(Written exercise)
Set out every line of the entries below as a Markdown table with two columns, Row and Line. Number the rows in order and omit any blank lines.

(Position identification records)
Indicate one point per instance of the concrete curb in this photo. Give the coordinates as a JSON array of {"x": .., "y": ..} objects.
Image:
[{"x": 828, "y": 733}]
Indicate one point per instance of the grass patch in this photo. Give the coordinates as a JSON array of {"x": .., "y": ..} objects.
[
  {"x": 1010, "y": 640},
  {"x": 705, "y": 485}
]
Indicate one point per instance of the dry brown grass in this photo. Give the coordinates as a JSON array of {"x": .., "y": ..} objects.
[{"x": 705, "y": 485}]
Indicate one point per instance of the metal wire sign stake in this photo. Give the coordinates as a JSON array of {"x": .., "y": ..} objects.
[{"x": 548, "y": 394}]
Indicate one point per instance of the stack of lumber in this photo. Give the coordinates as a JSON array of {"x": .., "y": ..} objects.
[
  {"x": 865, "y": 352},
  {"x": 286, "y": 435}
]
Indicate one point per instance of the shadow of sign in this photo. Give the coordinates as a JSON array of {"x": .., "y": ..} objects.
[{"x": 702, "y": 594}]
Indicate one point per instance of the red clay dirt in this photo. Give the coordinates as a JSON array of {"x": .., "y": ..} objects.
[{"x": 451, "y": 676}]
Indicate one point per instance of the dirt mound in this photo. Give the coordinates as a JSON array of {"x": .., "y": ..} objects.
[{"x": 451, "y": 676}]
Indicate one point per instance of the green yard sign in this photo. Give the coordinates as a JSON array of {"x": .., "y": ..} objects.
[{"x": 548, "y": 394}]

(Solution)
| Row | Line |
|---|---|
| 1 | Indicate one point per instance of the concrete curb in this photo. Give the coordinates as a JSON array of {"x": .., "y": ..} objects. |
| 2 | Image: |
| 3 | [{"x": 828, "y": 733}] |
| 4 | Indicate one point per instance of the grass patch in this photo. Give the coordinates as a JSON array of {"x": .., "y": ..} objects. |
| 5 | [ |
| 6 |   {"x": 1010, "y": 640}, |
| 7 |   {"x": 705, "y": 485} |
| 8 | ] |
| 9 | Indicate one point per instance of the dry brown grass in this photo. Give the coordinates as a JSON array of {"x": .., "y": ..} objects. |
| 10 | [{"x": 705, "y": 485}] |
| 11 | Indicate one point per instance of the metal wire sign stake in this photo. Give the coordinates as a JSON array of {"x": .., "y": ..} objects. |
| 12 | [{"x": 548, "y": 394}] |
| 13 | Indicate one point per instance of the stack of lumber in this photo. Give the coordinates as a JSON array of {"x": .., "y": ..} objects. |
| 14 | [ |
| 15 |   {"x": 865, "y": 352}, |
| 16 |   {"x": 286, "y": 435} |
| 17 | ] |
| 18 | Indicate one point per instance of the shadow of sign in this photo. Give the coordinates as a JSON array of {"x": .., "y": ..} objects. |
| 19 | [{"x": 702, "y": 594}] |
| 20 | Indicate one point per instance of the red clay dirt in this photo. Give the coordinates as a JSON array of {"x": .., "y": ..} objects. |
| 21 | [{"x": 451, "y": 676}] |
| 22 | Indicate one point per instance of the dirt mound in this photo. Give the coordinates as a JSON array of {"x": .., "y": ..} objects. |
| 23 | [{"x": 451, "y": 676}] |
| 24 | Indicate one point per instance of the green yard sign in this photo. Give the coordinates as a JSON array of {"x": .., "y": ..} objects. |
| 25 | [{"x": 548, "y": 394}] |